> **What the exercise asks**
Each line of the listing that includes the string "below" needs to be located and copied.

-------------------------

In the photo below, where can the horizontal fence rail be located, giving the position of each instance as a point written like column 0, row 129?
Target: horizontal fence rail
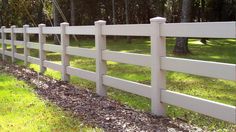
column 157, row 30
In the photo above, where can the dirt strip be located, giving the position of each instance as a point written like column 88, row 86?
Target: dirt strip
column 92, row 109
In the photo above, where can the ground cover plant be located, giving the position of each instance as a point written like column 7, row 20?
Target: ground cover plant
column 22, row 110
column 219, row 50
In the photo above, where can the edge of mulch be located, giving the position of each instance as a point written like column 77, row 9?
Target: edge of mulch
column 92, row 109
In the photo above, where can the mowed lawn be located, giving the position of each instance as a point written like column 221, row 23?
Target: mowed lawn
column 22, row 110
column 219, row 50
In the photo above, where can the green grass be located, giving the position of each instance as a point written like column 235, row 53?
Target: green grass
column 219, row 50
column 22, row 110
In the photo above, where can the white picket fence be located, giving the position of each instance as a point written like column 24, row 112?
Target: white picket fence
column 157, row 30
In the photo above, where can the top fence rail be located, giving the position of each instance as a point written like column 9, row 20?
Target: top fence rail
column 196, row 30
column 157, row 30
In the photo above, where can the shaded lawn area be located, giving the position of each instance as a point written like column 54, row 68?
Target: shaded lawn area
column 219, row 50
column 22, row 110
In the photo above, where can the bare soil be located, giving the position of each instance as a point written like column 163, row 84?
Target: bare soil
column 92, row 109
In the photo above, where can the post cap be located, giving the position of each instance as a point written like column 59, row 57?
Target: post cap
column 41, row 25
column 158, row 19
column 100, row 22
column 64, row 23
column 25, row 25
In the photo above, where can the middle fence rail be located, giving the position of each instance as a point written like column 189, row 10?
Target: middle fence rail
column 157, row 30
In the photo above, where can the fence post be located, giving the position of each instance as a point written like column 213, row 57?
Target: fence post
column 100, row 44
column 158, row 81
column 3, row 43
column 42, row 55
column 13, row 46
column 26, row 40
column 65, row 41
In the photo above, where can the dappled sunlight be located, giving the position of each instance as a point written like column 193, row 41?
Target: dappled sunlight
column 22, row 110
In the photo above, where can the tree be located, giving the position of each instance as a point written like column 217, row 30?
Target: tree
column 55, row 20
column 127, row 18
column 181, row 46
column 72, row 12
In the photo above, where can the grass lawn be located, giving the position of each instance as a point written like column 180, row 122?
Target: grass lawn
column 219, row 50
column 22, row 110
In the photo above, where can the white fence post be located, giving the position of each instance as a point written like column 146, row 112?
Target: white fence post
column 65, row 41
column 3, row 42
column 42, row 55
column 26, row 40
column 158, row 81
column 13, row 46
column 100, row 43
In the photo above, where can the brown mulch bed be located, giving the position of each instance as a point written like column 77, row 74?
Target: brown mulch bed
column 92, row 109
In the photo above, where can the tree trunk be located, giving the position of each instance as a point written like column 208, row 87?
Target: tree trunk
column 41, row 13
column 55, row 21
column 72, row 12
column 113, row 15
column 181, row 46
column 5, row 12
column 127, row 18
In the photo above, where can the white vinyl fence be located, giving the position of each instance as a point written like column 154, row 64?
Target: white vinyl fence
column 157, row 30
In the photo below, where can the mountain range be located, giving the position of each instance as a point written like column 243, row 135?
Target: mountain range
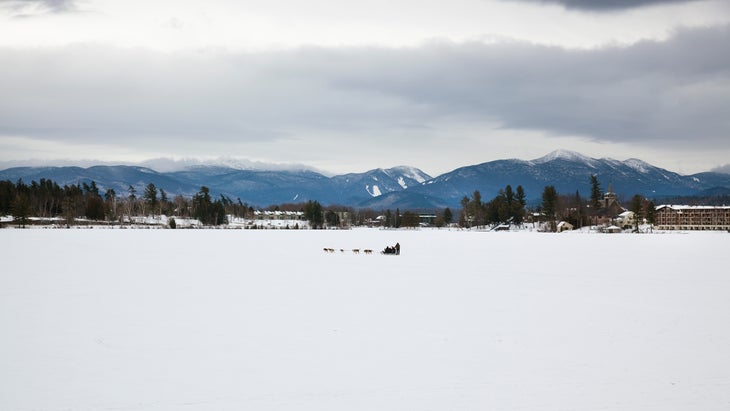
column 398, row 187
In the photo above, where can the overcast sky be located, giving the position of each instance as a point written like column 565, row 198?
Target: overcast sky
column 345, row 86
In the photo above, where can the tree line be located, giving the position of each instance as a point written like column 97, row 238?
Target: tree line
column 47, row 199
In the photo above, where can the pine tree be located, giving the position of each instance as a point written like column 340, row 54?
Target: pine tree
column 519, row 213
column 150, row 196
column 595, row 193
column 549, row 205
column 313, row 213
column 448, row 216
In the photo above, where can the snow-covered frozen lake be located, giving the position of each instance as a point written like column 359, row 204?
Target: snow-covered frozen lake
column 265, row 320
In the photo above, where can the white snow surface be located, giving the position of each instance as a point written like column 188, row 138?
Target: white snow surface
column 265, row 320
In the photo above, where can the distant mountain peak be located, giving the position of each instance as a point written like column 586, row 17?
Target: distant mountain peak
column 563, row 155
column 638, row 165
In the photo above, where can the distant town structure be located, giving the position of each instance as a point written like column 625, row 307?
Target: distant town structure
column 686, row 217
column 610, row 205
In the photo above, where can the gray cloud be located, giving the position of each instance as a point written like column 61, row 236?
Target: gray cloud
column 28, row 8
column 605, row 5
column 722, row 169
column 668, row 94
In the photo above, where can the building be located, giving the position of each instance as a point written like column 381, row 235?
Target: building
column 564, row 226
column 610, row 205
column 684, row 217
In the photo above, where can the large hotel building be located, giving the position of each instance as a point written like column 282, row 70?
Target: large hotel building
column 684, row 217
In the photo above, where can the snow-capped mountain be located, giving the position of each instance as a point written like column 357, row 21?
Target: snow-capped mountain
column 404, row 187
column 377, row 182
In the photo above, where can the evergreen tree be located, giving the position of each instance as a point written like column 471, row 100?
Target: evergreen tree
column 448, row 216
column 150, row 196
column 650, row 213
column 519, row 212
column 636, row 207
column 549, row 205
column 202, row 205
column 313, row 213
column 94, row 207
column 21, row 209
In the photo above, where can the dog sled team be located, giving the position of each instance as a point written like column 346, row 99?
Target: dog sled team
column 394, row 250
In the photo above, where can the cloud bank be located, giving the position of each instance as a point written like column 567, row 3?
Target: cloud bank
column 606, row 5
column 673, row 94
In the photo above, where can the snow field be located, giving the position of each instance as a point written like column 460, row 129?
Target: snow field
column 265, row 320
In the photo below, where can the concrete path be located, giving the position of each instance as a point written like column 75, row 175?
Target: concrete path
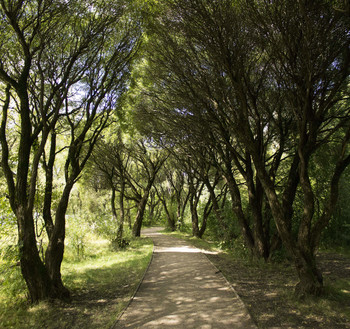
column 182, row 289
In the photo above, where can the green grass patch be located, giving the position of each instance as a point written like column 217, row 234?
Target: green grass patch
column 101, row 284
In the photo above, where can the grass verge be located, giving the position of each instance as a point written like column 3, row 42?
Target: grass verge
column 267, row 288
column 101, row 286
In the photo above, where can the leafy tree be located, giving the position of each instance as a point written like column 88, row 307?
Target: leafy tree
column 56, row 71
column 266, row 82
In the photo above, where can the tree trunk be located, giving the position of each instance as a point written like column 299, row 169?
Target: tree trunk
column 121, row 216
column 33, row 270
column 238, row 211
column 136, row 230
column 55, row 249
column 310, row 278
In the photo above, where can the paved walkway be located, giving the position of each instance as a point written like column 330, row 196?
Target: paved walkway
column 182, row 289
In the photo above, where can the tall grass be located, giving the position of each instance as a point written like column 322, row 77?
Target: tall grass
column 101, row 284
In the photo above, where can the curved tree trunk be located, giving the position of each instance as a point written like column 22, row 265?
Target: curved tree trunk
column 55, row 249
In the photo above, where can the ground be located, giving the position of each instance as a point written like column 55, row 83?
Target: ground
column 267, row 291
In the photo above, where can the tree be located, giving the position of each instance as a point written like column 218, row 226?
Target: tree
column 265, row 81
column 55, row 70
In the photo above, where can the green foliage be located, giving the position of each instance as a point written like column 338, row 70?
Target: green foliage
column 102, row 284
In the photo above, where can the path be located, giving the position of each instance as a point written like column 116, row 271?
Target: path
column 182, row 289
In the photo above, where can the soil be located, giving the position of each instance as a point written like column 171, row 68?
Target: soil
column 267, row 291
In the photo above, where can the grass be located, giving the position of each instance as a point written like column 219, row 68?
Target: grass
column 267, row 288
column 101, row 285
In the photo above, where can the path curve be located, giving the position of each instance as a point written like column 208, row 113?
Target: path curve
column 183, row 289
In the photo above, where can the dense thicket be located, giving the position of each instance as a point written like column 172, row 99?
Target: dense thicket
column 63, row 68
column 262, row 87
column 231, row 117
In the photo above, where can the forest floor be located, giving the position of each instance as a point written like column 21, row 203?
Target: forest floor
column 182, row 289
column 267, row 291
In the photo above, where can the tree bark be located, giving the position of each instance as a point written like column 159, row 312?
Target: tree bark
column 55, row 249
column 136, row 230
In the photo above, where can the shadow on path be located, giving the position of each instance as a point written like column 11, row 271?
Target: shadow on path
column 182, row 289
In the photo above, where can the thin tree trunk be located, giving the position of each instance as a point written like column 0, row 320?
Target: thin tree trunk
column 55, row 249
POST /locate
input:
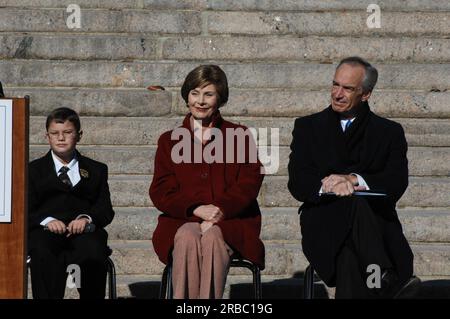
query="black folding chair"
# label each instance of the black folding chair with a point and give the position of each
(110, 269)
(166, 291)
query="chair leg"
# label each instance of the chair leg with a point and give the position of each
(309, 283)
(112, 279)
(169, 283)
(257, 282)
(163, 287)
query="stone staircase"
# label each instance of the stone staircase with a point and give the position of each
(280, 58)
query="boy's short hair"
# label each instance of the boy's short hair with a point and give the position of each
(62, 114)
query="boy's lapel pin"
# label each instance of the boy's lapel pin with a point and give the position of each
(84, 173)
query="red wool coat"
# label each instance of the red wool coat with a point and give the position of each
(177, 189)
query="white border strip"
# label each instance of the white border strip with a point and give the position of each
(5, 160)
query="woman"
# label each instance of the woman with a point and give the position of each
(206, 189)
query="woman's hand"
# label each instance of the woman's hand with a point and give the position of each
(209, 213)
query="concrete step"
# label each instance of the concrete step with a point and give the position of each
(226, 22)
(140, 159)
(419, 225)
(273, 287)
(309, 48)
(344, 23)
(308, 76)
(282, 258)
(146, 131)
(259, 102)
(111, 4)
(78, 47)
(97, 102)
(269, 48)
(132, 191)
(101, 21)
(237, 5)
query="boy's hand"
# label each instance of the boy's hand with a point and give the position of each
(57, 227)
(77, 226)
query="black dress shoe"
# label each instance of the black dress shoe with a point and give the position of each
(392, 287)
(409, 289)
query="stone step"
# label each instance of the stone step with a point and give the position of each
(259, 102)
(240, 75)
(419, 225)
(273, 287)
(146, 131)
(132, 191)
(226, 22)
(423, 161)
(282, 258)
(101, 21)
(269, 48)
(75, 47)
(328, 23)
(119, 4)
(237, 5)
(97, 102)
(309, 48)
(421, 192)
(325, 5)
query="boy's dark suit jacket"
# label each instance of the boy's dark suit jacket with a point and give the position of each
(372, 147)
(49, 197)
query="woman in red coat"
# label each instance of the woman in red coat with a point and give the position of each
(206, 181)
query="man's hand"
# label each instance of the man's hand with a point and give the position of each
(204, 226)
(56, 226)
(341, 185)
(77, 226)
(209, 213)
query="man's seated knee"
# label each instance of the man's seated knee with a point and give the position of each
(212, 235)
(187, 234)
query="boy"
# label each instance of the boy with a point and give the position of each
(68, 195)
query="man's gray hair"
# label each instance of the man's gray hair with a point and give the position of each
(370, 75)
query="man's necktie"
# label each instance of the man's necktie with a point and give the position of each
(347, 125)
(64, 177)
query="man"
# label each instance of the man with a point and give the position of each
(68, 195)
(340, 150)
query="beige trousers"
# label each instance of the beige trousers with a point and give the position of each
(200, 263)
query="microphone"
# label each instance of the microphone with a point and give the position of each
(89, 228)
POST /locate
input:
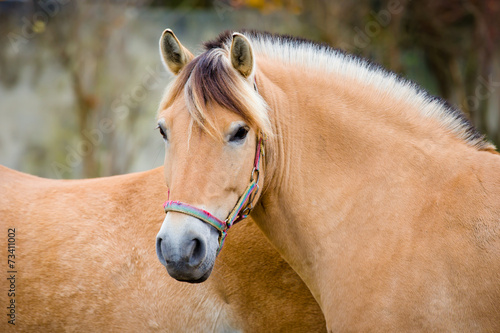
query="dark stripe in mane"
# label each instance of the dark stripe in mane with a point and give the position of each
(471, 134)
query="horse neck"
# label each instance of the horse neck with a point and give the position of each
(338, 144)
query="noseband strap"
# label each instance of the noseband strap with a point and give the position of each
(240, 211)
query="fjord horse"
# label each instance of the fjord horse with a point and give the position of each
(85, 262)
(384, 199)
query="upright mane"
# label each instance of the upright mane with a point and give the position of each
(210, 79)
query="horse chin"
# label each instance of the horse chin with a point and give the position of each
(203, 278)
(197, 275)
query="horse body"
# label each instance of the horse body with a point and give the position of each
(384, 200)
(393, 229)
(85, 261)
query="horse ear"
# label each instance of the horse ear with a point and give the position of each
(242, 55)
(173, 54)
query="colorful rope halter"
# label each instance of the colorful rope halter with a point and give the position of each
(240, 211)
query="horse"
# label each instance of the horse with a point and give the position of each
(384, 199)
(84, 261)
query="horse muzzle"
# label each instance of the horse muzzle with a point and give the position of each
(187, 247)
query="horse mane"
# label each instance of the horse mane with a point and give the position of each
(206, 70)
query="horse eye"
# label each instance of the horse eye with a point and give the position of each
(240, 134)
(162, 132)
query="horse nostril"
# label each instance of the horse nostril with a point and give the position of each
(159, 251)
(196, 251)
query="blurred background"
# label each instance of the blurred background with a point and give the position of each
(80, 81)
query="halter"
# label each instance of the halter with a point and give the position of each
(240, 211)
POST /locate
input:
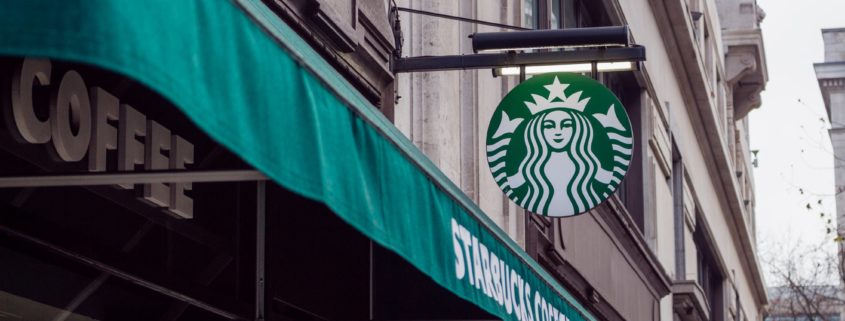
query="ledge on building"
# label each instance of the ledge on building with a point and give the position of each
(689, 302)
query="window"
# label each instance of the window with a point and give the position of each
(554, 14)
(710, 276)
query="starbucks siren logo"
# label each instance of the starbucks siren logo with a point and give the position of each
(559, 144)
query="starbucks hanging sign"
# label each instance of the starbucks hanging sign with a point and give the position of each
(559, 144)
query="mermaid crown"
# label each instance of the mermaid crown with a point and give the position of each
(557, 99)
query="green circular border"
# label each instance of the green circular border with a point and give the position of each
(600, 98)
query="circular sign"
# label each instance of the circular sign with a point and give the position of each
(559, 144)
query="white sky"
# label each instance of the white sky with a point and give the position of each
(795, 152)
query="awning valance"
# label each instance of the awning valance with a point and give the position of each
(255, 86)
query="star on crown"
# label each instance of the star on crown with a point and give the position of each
(557, 99)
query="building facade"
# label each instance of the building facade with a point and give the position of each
(684, 218)
(322, 185)
(830, 74)
(831, 77)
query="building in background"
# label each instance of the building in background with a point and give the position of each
(684, 217)
(808, 303)
(831, 76)
(365, 178)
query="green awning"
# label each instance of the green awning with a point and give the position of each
(250, 82)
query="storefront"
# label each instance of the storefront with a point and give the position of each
(198, 160)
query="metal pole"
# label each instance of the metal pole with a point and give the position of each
(92, 179)
(260, 243)
(508, 59)
(475, 21)
(521, 73)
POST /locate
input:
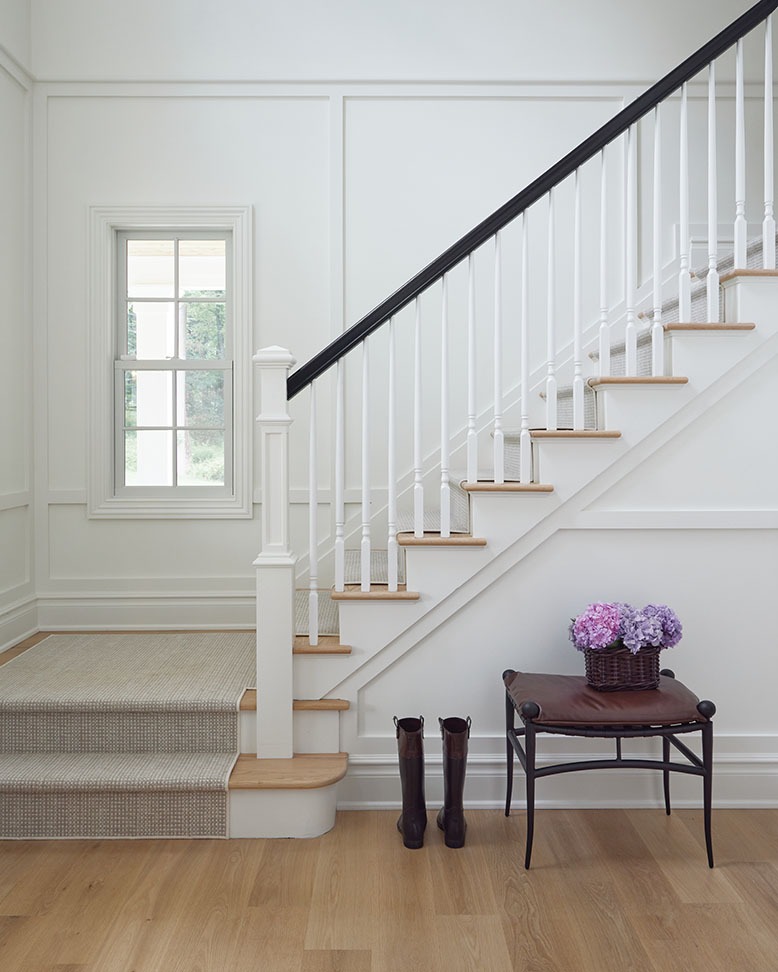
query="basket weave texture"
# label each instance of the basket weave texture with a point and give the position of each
(616, 669)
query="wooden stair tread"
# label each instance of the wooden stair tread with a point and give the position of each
(248, 703)
(353, 592)
(301, 772)
(320, 705)
(492, 487)
(575, 434)
(328, 645)
(731, 274)
(712, 328)
(435, 540)
(638, 380)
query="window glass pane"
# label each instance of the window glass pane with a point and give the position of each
(203, 335)
(201, 398)
(148, 458)
(148, 398)
(201, 458)
(150, 330)
(150, 268)
(202, 268)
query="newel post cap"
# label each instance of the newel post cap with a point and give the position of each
(275, 357)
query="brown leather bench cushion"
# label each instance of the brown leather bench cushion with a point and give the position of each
(567, 700)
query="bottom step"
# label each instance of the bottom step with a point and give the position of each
(285, 797)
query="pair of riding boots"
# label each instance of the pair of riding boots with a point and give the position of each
(410, 745)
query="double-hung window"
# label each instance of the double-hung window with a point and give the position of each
(170, 328)
(174, 371)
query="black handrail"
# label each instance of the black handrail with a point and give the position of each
(611, 130)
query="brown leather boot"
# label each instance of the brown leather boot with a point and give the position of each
(410, 746)
(451, 818)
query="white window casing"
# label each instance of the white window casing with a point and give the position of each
(108, 494)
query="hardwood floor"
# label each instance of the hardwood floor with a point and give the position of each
(609, 891)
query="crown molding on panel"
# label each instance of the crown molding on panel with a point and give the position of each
(15, 70)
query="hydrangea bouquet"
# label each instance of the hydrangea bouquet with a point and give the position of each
(613, 624)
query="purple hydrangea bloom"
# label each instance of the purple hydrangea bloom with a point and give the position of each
(602, 624)
(672, 629)
(598, 626)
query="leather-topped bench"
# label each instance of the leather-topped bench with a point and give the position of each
(566, 705)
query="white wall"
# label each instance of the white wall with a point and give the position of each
(354, 186)
(495, 40)
(366, 137)
(692, 525)
(16, 521)
(15, 31)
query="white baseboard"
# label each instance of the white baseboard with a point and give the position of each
(139, 612)
(740, 779)
(17, 622)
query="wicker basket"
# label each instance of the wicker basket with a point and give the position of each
(616, 669)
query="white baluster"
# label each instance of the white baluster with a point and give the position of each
(391, 467)
(525, 440)
(684, 262)
(741, 227)
(418, 484)
(445, 487)
(768, 225)
(340, 469)
(499, 440)
(313, 527)
(657, 331)
(604, 342)
(472, 434)
(630, 254)
(551, 382)
(712, 280)
(365, 542)
(578, 383)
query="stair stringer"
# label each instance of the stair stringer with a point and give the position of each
(570, 504)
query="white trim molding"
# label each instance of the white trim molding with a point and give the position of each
(104, 221)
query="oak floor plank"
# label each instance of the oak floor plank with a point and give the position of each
(341, 960)
(472, 943)
(348, 878)
(608, 891)
(674, 848)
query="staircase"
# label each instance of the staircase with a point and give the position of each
(441, 491)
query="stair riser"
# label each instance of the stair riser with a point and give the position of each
(315, 677)
(752, 299)
(706, 355)
(282, 813)
(360, 625)
(439, 572)
(502, 518)
(640, 408)
(570, 463)
(313, 732)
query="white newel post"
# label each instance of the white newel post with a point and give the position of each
(275, 563)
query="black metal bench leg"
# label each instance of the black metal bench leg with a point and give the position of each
(666, 773)
(530, 750)
(707, 762)
(510, 723)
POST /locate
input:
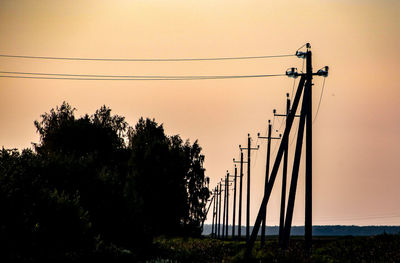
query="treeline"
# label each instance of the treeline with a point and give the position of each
(94, 187)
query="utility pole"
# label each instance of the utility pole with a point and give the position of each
(214, 214)
(284, 177)
(227, 204)
(219, 210)
(268, 138)
(240, 193)
(308, 201)
(249, 149)
(223, 217)
(234, 202)
(305, 84)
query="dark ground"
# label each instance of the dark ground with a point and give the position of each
(381, 248)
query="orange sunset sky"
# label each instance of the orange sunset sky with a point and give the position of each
(356, 143)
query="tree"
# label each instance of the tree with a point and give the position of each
(168, 178)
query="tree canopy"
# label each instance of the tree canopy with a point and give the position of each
(93, 185)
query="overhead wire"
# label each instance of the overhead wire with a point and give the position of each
(319, 103)
(115, 77)
(144, 59)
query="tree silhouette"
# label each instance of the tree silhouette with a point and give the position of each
(85, 193)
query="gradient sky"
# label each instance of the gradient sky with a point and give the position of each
(356, 135)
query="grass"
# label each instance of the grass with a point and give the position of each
(382, 248)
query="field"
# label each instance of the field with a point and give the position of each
(382, 248)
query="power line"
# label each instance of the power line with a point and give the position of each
(109, 77)
(144, 59)
(320, 99)
(132, 76)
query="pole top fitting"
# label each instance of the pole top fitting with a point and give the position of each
(292, 72)
(323, 72)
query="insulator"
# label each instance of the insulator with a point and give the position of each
(292, 73)
(323, 72)
(301, 54)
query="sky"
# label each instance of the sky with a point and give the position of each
(356, 144)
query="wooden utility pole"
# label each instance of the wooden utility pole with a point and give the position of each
(223, 217)
(214, 214)
(308, 112)
(227, 204)
(219, 210)
(240, 193)
(268, 138)
(249, 149)
(275, 168)
(284, 178)
(234, 202)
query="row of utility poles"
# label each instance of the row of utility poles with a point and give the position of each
(302, 100)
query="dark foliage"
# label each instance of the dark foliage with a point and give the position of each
(84, 193)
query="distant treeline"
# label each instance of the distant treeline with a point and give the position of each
(329, 230)
(94, 187)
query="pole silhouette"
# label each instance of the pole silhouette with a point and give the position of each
(284, 178)
(219, 210)
(214, 214)
(227, 204)
(275, 168)
(266, 180)
(223, 217)
(249, 149)
(308, 202)
(240, 196)
(234, 204)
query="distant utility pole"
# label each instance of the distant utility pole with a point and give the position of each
(234, 203)
(268, 138)
(284, 173)
(240, 193)
(219, 210)
(227, 204)
(214, 214)
(223, 217)
(249, 149)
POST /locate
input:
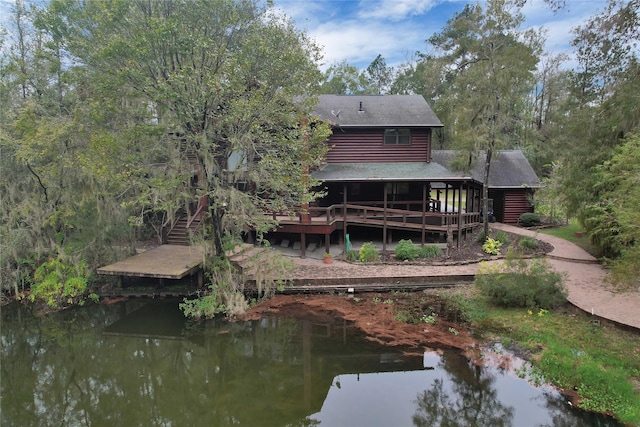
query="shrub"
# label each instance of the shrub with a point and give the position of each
(352, 256)
(56, 282)
(503, 237)
(492, 246)
(430, 251)
(528, 243)
(518, 283)
(406, 250)
(530, 219)
(369, 253)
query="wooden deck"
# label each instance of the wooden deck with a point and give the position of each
(163, 262)
(325, 220)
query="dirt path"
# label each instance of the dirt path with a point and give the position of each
(584, 277)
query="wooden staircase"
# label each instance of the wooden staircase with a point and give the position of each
(183, 229)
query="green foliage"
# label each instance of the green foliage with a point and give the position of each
(57, 282)
(205, 306)
(430, 251)
(518, 283)
(530, 219)
(503, 237)
(353, 256)
(368, 253)
(527, 243)
(406, 250)
(612, 222)
(492, 246)
(598, 361)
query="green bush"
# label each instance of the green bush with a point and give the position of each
(430, 251)
(369, 253)
(406, 250)
(518, 283)
(503, 237)
(527, 243)
(57, 282)
(492, 246)
(530, 219)
(352, 256)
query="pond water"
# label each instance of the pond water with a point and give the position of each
(141, 363)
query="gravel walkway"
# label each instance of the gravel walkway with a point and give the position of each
(584, 277)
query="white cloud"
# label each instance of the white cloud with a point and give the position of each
(394, 10)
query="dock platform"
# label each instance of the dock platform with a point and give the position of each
(162, 262)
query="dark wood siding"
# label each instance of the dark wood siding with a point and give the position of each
(367, 146)
(516, 202)
(509, 204)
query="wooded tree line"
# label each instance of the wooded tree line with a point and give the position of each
(103, 106)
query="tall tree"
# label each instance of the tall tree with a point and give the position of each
(343, 79)
(379, 76)
(605, 96)
(146, 88)
(491, 65)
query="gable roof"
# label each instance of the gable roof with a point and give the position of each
(509, 168)
(416, 171)
(376, 111)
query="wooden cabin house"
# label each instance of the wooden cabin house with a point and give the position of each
(382, 179)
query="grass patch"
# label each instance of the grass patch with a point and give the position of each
(568, 232)
(598, 361)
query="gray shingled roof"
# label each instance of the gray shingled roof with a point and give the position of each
(509, 168)
(418, 171)
(377, 111)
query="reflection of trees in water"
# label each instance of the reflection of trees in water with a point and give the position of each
(60, 370)
(470, 400)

-------------------------

> **Answer to the exercise**
In the photo below, where can the horizontal fence rail be located, giving the position of each instance as a point written like column 0, row 129?
In the photo below, where can the mountain range be located, giving the position of each instance as a point written like column 243, row 135?
In the photo below, where can the concrete path be located, giving the position of each instance as a point written like column 75, row 175?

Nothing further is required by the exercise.